[Region pointing data]
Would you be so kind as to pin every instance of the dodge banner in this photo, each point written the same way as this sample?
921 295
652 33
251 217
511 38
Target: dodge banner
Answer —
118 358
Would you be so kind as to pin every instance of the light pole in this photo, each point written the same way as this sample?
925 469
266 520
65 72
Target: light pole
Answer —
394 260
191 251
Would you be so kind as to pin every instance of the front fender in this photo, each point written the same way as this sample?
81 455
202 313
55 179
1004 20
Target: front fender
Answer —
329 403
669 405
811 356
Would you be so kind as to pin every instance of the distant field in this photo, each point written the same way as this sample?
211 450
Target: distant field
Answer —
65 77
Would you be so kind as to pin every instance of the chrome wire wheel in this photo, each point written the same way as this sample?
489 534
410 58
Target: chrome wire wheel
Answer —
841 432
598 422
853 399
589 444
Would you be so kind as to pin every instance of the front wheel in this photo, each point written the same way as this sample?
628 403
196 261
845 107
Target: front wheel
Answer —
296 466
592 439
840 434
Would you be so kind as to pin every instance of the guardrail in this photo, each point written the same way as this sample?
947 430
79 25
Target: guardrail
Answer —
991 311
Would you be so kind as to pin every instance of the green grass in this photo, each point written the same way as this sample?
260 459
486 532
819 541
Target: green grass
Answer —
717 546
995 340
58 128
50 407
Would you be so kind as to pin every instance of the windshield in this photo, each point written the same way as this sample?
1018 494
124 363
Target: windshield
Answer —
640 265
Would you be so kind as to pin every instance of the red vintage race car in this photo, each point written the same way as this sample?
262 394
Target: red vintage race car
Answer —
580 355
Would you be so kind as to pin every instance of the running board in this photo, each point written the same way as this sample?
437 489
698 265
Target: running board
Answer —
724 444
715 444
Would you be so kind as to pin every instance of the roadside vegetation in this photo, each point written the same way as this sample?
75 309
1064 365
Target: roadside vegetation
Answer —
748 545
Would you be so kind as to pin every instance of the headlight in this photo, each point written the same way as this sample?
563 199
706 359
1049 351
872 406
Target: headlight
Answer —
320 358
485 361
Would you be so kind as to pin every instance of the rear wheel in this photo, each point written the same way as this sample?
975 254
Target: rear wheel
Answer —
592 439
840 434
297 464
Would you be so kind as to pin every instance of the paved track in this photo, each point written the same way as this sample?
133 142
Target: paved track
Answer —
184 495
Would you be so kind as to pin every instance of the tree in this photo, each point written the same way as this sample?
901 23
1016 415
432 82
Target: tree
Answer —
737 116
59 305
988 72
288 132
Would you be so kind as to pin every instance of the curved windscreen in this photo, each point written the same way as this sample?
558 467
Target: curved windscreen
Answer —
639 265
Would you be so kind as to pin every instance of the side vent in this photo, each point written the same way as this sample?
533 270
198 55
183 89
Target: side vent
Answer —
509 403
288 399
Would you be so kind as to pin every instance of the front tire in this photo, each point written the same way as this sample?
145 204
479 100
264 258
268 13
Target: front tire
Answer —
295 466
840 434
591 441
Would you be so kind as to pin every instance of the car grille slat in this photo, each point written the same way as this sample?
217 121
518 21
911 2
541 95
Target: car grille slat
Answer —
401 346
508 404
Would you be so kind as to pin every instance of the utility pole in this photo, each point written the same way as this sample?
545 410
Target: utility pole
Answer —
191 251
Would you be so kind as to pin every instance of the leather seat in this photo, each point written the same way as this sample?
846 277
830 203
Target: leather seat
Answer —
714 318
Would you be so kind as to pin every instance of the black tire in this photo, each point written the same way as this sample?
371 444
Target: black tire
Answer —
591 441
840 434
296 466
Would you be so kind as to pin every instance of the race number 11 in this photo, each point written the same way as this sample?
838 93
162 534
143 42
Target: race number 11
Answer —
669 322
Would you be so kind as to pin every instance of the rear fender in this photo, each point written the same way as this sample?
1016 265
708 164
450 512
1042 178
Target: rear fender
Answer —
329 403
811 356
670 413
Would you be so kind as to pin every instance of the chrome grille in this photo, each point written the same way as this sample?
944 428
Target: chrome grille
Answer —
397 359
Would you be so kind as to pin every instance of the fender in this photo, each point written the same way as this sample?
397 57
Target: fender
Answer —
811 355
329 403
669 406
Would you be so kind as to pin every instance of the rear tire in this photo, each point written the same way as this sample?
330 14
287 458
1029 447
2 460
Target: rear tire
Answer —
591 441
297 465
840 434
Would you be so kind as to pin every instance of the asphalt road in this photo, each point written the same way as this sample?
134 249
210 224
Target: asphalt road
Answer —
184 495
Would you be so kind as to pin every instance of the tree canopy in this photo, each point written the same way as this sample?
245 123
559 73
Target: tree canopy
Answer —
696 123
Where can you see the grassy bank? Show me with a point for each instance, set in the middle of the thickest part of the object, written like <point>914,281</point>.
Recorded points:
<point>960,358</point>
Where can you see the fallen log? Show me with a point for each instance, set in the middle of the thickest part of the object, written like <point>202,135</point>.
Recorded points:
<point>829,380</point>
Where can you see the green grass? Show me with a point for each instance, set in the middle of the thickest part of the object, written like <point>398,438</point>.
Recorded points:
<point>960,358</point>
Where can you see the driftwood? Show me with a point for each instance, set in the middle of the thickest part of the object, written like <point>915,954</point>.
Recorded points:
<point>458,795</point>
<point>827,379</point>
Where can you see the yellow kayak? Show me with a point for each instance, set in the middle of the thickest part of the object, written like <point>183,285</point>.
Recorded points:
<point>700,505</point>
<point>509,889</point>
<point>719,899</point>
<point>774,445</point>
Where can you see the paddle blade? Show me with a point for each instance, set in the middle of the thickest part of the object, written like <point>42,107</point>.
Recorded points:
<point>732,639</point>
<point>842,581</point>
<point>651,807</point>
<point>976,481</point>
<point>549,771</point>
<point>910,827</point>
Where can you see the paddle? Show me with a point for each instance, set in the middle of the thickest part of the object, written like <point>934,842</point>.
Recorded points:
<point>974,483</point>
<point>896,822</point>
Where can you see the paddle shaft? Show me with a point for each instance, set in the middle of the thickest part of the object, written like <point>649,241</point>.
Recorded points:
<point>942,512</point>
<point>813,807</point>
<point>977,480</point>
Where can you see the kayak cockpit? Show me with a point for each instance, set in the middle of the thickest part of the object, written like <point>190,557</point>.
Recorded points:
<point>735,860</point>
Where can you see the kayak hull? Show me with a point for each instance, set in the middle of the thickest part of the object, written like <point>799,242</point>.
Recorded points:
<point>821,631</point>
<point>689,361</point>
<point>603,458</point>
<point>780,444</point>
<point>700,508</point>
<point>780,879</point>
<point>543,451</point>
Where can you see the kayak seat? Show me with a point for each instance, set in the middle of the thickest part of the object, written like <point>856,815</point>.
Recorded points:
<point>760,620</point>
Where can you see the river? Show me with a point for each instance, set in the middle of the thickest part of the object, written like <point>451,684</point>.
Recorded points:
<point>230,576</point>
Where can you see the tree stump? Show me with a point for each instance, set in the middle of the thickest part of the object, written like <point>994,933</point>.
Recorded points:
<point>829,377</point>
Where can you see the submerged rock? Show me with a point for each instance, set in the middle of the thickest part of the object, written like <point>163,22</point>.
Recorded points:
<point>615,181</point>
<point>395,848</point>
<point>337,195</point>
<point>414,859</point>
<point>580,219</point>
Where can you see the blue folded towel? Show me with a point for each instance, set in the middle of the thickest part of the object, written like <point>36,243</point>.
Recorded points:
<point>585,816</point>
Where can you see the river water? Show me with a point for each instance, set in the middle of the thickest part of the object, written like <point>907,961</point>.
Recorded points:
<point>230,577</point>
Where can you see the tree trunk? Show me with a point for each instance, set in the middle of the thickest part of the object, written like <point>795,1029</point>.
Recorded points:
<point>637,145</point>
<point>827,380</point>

— Directions —
Take the entries above and set them all down again exactly as they read.

— Problem solution —
Would you be so kind as to pin every instance of the dodge banner in this photo, each point written the same way as this sample?
921 295
652 33
251 217
511 38
Target: dodge banner
Answer —
118 358
Would you be so kind as to pin every instance of the light pole in this photo, each point written the same way as this sample?
925 469
266 520
65 72
Target: light pole
Answer —
394 260
191 251
Would you be so kind as to pin every instance of the front fender in this photo, each point written the same way as this sample?
81 455
202 313
55 179
1004 20
Target: front fender
Answer —
329 403
669 405
811 356
Would you be so kind as to pin every instance of the distant field in this photo, each point written the same way as this sample?
211 450
Target: distant field
Answer —
65 77
Would you be so kind as to pin every instance of the chrome wire wheel in this photo, each point written the same way as this sample?
489 534
410 58
Target: chrome wire wheel
Answer —
841 432
598 422
853 399
589 444
Would you be so kind as to pin every instance of the front wheel in this photo, each point written the same way as this sample?
628 403
196 261
845 107
Target: front wheel
Answer —
296 466
592 439
840 434
Would you be so kind as to pin every instance of the guardrail in this photo, each point written the same way as this sample?
947 430
79 25
Target: guardrail
Answer —
991 311
Would you be so kind as to pin every instance of the green grass in this photo, each point written the same way as this sample?
260 459
486 532
819 541
Target: green grass
Answer —
717 546
995 340
58 128
50 407
Would you be so kind as to pin every instance of the windshield in this photo, each point written the same way as this sample?
1018 494
124 363
Target: windshield
Answer —
640 265
Would you be so kind as to pin every instance of the red vintage race car in this photo, each point written the same way as this sample?
262 394
Target: red vintage race car
Answer —
580 355
Would you be so kind as to pin every instance of the running board in this photo, each point written the same way as this sample?
437 489
698 265
Target: running board
Answer —
724 444
715 444
Would you be so kind as to pin every instance of the roadside vegetation in this photo, each point written the same way as this sample?
75 309
1064 365
Target: roadside vegetation
Answer —
748 545
Would you be so kind as to pin every instance of the headlight in this photo, each point written the same way as this sample?
563 199
706 359
1049 351
872 406
Target: headlight
Answer —
320 358
485 361
Would you be so kind as to pin every instance of the rear wheel in this photo, each point written the same way as this sample?
975 254
Target: rear wheel
Answer —
592 439
840 434
297 464
Would you be so kind as to pin every instance of the paved track in this photo, each point written the same way as this sample?
133 142
Target: paved track
Answer —
184 495
Would you be so kind as to pin every instance of the tree in this photo, each point written the same way as this sample?
901 23
1016 415
432 82
Target: tree
Answer —
737 116
59 305
988 72
288 132
Would you be so kind as to pin every instance of the curved windscreen in this photo, each point written the same way as this sample?
558 467
Target: curved windscreen
Answer —
639 265
Would you be so kind as to pin every instance of the side vent in this photo, each point written the same way as this sample?
533 270
198 55
183 89
Target: side vent
Answer —
509 403
288 399
Would you be so kind as to pin every instance of the front tire in this photo, each point written the same way as this sample?
145 204
479 100
264 258
268 13
Target: front tire
Answer —
295 466
840 434
591 441
Would you be so kind as to pin every instance of the car grille slat in this photo, each point written the same way as this sample?
217 121
518 21
911 2
541 95
Target: car grille slat
Answer —
401 346
508 404
Would you be so kind as to pin every instance of the utility pole in this photo, each point written the same way as this sample?
545 410
Target: utility pole
Answer —
191 251
Would you be so kind as to pin every instance of the leather seat in this photo, each point written the same way as this sample?
846 277
830 203
Target: leather seat
Answer —
714 318
Would you be so kind as to pin every instance of the black tire in this photo, each point written the same way as this sample?
371 444
Target: black tire
Answer —
591 441
840 434
296 466
Would you be so kind as to pin every instance of the race number 11 in this photo, each point written the same way as this sample?
838 93
162 534
143 42
Target: race number 11
Answer —
669 322
Would you be so kind as to pin every instance of the rear fender in this photo, each point written the same way as this sample?
1016 265
708 164
450 512
1042 178
Target: rear fender
Answer —
329 403
811 356
670 413
Would you be so kind as to pin every instance of the chrome grille in this photo, each point written the same way as this sample?
944 428
Target: chrome grille
Answer —
397 359
Would you be so kind as to pin every instance of the fender in this photo, each point written the same way as this sample?
397 57
Target: fender
Answer —
811 355
329 403
669 406
Would you be so kind as to pin every instance of the rear tire in this photo, each point written the same way as this sample?
330 14
287 458
1029 447
2 460
Target: rear tire
Answer —
591 441
297 465
840 434
Would you be so kind as to pin every instance of the asphalt road in this photo, each point written the same way as this sample?
134 249
210 224
Target: asphalt road
Answer —
184 495
Would you be so kind as to pin every instance of the tree canopy in this photo, each point written the same way as this sample?
245 123
559 73
Target: tree canopy
Answer —
696 123
Where can you see the grassy bank? Show me with a point for each instance, set in the middle of the thickest part of the object, written like <point>914,281</point>.
Recorded points:
<point>960,358</point>
Where can you see the fallen log? Show me with a point for each instance, set in the middle of the thickest part of the object, written like <point>202,135</point>.
Recorded points:
<point>829,380</point>
Where can you see the green grass? Show me with a point for each instance, set in the middle of the thickest part of the object, written like <point>398,438</point>.
Recorded points:
<point>960,358</point>
Where can you see the driftwood? Show me with a point for each instance, set in the middle of the thickest part of the object, written like <point>915,954</point>.
Recorded points:
<point>458,795</point>
<point>827,379</point>
Where can you see the yellow kayak? Show me with a point for each instance, set in the middle of the thickest part of the object, written like <point>183,285</point>.
Recorded points:
<point>700,505</point>
<point>509,889</point>
<point>719,899</point>
<point>774,445</point>
Where can you see the paddle blade? Show me with a point for each instance, set in the middle of the thickest part of the object, written like <point>42,107</point>.
Recorded points:
<point>732,639</point>
<point>842,581</point>
<point>651,807</point>
<point>976,481</point>
<point>549,771</point>
<point>910,827</point>
Where can you see the paddle? Show me with a point for each instance, set in the middle of the thickest part of the object, written like <point>934,842</point>.
Recorded points:
<point>974,483</point>
<point>896,822</point>
Where can you see the paddle shaft? Show me with a point for each instance, set in the middle of the thickest part of the object, written like <point>649,241</point>.
Recorded points:
<point>942,512</point>
<point>813,807</point>
<point>977,480</point>
Where can you see the kayak cockpit? Show me with a point for each instance, set in the middle of the thickest part of the object, written like <point>190,557</point>.
Recorded points:
<point>735,860</point>
Where can you see the kayak hull? Show me with a point for each instance, set in the middle of the thickest part of the object, written like <point>799,242</point>.
Recorded points:
<point>821,631</point>
<point>689,361</point>
<point>603,458</point>
<point>780,444</point>
<point>700,508</point>
<point>780,879</point>
<point>543,451</point>
Where can you see the kayak seat? Show me with a point for each instance, set in the middle of the thickest part of the object, written like <point>856,815</point>.
Recorded points:
<point>760,620</point>
Where can you see the river? Show me with a point for each instance, set in the middle of the thickest part of the object, written like <point>451,684</point>.
Recorded points:
<point>230,576</point>
Where can you see the tree stump? Show me with a point for each instance, set in the middle of the thickest part of the object, written like <point>994,933</point>.
Recorded points:
<point>829,377</point>
Where can you see the submerged rock? Show me with a point for each instance, set in the middle of the thickest part of the object, written like <point>163,22</point>.
Recorded points:
<point>615,181</point>
<point>395,848</point>
<point>337,195</point>
<point>414,859</point>
<point>580,219</point>
Where can you see the blue folded towel? Show me with a point for each instance, set in the middle of the thickest part of the object, written like <point>36,243</point>.
Recorded points:
<point>585,816</point>
Where can you see the river water? Show me with a point for each instance, set in the middle of the thickest part of the object, written like <point>907,961</point>.
Recorded points:
<point>230,577</point>
Where can you see the tree trunk? Show me with a point for each instance, set in the middle of the thickest part of the object, written like <point>795,1029</point>.
Recorded points:
<point>637,145</point>
<point>827,380</point>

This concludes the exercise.